Starting with the line that contains "target | ancient temple ruin", reproduce each line through the end of the listing below, with no other output.
** Start of Input material **
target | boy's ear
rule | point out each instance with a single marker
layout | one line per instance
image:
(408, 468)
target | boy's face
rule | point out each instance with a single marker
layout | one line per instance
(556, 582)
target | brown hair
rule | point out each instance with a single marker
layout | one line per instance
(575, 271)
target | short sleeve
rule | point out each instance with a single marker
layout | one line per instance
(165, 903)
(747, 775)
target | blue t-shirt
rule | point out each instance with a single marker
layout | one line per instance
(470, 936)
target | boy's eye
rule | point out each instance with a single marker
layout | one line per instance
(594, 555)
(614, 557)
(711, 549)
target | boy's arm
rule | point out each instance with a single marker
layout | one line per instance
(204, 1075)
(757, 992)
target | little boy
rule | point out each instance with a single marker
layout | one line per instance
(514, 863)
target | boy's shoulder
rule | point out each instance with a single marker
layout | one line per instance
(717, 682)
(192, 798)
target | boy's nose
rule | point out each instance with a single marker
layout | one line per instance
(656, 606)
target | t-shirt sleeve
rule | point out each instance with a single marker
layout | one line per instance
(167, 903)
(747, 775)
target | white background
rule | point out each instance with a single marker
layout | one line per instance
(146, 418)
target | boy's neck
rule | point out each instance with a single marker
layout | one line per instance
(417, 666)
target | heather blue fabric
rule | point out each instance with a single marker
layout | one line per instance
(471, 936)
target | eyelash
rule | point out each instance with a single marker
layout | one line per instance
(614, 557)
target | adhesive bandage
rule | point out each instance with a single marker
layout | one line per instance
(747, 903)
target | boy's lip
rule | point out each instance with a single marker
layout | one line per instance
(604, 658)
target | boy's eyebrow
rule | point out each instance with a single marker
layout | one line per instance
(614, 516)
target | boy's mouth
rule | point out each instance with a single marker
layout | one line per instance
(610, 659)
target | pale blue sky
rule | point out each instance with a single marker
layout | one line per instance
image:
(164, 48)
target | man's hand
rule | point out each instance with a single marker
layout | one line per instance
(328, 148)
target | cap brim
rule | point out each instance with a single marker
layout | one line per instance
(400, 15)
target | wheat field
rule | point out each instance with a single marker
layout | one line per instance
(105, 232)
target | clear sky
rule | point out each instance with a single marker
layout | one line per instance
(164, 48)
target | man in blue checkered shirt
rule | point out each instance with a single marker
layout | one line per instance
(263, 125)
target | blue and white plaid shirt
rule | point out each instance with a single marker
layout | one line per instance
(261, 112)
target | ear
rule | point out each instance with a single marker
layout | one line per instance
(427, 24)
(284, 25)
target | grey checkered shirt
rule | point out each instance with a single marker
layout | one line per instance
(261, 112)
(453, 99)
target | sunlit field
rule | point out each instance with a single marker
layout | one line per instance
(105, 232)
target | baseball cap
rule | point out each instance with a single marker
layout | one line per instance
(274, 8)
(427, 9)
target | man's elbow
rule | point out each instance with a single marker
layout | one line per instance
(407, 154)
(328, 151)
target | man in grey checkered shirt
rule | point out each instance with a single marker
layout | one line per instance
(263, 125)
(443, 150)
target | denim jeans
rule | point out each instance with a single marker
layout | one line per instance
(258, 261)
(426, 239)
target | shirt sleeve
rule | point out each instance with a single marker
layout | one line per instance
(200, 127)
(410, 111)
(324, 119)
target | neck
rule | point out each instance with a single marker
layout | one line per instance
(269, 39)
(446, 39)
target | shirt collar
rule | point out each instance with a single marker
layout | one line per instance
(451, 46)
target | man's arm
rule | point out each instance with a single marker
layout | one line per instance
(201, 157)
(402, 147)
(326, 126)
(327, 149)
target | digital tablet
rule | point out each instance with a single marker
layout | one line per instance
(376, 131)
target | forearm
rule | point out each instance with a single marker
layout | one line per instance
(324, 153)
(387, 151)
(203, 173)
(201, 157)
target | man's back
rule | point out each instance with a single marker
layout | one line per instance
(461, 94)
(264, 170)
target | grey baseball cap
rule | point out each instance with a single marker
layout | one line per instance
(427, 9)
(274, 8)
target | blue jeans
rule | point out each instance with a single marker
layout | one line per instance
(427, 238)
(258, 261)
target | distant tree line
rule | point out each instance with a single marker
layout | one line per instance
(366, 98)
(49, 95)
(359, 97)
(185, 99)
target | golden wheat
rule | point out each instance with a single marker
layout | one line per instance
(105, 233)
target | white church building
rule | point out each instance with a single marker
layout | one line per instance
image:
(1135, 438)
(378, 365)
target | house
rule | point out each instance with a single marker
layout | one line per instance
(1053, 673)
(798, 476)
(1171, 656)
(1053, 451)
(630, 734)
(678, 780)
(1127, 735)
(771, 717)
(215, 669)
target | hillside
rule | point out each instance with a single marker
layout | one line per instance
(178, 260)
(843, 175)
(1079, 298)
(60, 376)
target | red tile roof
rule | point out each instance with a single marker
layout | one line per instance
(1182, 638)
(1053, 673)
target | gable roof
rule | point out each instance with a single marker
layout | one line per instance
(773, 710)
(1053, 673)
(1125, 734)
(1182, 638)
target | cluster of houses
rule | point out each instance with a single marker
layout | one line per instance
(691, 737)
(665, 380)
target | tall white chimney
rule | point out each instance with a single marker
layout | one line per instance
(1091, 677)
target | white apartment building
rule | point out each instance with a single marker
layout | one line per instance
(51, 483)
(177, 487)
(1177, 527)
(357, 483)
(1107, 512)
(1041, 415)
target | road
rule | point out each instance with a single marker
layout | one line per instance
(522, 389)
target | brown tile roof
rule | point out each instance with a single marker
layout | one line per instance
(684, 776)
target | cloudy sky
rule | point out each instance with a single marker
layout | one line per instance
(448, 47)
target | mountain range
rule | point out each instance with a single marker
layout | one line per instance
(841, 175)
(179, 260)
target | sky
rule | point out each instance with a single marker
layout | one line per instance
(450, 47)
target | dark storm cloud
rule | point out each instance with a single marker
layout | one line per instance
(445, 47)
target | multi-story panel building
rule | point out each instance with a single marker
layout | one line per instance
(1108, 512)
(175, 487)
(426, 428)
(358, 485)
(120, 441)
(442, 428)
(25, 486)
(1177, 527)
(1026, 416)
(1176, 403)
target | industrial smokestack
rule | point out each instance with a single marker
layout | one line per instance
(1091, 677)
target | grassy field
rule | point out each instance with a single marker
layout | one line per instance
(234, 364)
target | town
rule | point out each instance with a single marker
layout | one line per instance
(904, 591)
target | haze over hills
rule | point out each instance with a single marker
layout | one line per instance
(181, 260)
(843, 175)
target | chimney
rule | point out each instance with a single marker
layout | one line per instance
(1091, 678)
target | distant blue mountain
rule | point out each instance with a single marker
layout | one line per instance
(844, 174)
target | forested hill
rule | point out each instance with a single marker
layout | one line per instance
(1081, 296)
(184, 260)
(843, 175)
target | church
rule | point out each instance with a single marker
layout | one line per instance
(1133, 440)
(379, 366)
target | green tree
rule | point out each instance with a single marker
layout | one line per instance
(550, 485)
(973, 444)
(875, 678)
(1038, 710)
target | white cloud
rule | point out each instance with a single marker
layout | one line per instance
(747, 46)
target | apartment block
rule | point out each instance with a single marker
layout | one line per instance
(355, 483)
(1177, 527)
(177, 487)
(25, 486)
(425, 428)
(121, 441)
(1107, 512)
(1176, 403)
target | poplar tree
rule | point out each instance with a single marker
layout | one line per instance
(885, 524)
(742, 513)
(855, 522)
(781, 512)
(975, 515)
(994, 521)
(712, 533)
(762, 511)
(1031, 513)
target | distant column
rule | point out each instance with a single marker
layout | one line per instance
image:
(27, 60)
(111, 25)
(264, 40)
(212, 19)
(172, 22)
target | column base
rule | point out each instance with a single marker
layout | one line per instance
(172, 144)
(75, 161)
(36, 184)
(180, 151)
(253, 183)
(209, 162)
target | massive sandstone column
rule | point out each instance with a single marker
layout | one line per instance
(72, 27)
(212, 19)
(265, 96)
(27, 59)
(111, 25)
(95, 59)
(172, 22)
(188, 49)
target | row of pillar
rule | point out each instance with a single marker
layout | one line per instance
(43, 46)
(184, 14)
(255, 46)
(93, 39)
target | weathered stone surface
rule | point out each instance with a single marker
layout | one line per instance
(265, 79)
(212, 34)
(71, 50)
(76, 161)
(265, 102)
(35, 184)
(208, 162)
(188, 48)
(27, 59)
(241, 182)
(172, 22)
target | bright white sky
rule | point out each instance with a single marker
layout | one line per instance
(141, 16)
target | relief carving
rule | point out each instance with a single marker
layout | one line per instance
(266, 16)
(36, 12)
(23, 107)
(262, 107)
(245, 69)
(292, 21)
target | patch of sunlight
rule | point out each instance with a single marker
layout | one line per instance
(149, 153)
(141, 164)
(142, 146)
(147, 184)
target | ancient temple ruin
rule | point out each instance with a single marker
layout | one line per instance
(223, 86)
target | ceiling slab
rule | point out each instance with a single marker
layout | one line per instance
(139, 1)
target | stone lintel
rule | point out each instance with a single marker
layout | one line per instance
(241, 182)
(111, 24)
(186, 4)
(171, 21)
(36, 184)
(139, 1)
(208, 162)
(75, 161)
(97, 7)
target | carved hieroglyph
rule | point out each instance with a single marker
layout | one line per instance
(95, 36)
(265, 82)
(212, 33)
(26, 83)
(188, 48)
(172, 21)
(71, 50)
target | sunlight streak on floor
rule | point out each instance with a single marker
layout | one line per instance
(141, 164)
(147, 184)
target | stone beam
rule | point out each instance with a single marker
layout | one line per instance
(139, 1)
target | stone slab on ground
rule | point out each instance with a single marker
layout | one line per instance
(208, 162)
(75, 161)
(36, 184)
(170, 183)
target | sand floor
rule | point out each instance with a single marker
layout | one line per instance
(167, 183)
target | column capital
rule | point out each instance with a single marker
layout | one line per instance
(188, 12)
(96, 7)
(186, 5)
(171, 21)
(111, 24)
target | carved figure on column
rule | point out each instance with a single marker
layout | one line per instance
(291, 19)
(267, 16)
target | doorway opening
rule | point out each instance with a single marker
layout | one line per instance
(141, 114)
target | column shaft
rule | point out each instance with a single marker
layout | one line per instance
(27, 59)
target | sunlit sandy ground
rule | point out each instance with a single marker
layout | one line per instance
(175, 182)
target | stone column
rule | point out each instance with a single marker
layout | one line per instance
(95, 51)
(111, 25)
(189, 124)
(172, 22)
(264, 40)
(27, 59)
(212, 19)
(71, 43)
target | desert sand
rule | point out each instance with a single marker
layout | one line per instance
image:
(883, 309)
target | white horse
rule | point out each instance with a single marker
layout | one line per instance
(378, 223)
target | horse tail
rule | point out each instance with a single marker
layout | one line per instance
** End of Input material **
Reply to the exercise
target | ancient temple ruin
rule | point out each instance with a single marker
layout | one line per instance
(223, 86)
target | ceiling slab
rule | point out each instance with a single marker
layout | one line per instance
(139, 1)
target | stone lintel
rule | point out each instance with a single marker
layout | one line per instance
(241, 182)
(111, 24)
(186, 4)
(171, 21)
(36, 184)
(139, 1)
(208, 162)
(75, 161)
(97, 7)
target | carved hieroglyph
rule | point out each instance with a single marker
layout | one line per instance
(95, 36)
(265, 82)
(212, 33)
(26, 83)
(188, 48)
(172, 21)
(71, 50)
target | sunlight streak on floor
rule | point out each instance with a single marker
layout | one line per instance
(141, 164)
(147, 184)
target | stone beam
rule | point out each instance with a single marker
layout | one line per instance
(139, 1)
target | stone slab on ground
rule | point out each instance with a single marker
layout | one line per instance
(208, 162)
(75, 161)
(36, 184)
(170, 183)
target | sand floor
rule | point out each instance with a single marker
layout | one line per instance
(167, 183)
target | column capital
rule | point out each instance with a single marker
layout | one line per instance
(188, 12)
(96, 7)
(186, 5)
(171, 21)
(111, 24)
target | carved figure on column
rule | point out each instance with a single marker
layout | one line per instance
(291, 19)
(267, 16)
target | doorway opening
rule | point out each instance with a single marker
layout | one line per instance
(141, 114)
target | column shaft
rule | point out each instance with a single marker
layout | one line per instance
(27, 59)
target | sunlit sandy ground
rule | point out each instance with a single marker
layout | one line per instance
(175, 182)
target | stone column
rule | point out each instance with a single marker
layout | one line per instance
(95, 51)
(111, 25)
(189, 124)
(172, 22)
(264, 40)
(27, 59)
(212, 19)
(71, 43)
target | desert sand
rule | point out each instance with a single marker
layout | one line per instance
image:
(883, 309)
target | white horse
rule | point out each instance with a single marker
layout | one line per instance
(378, 223)
target | horse tail
rule | point out each instance with a single marker
layout | one line per instance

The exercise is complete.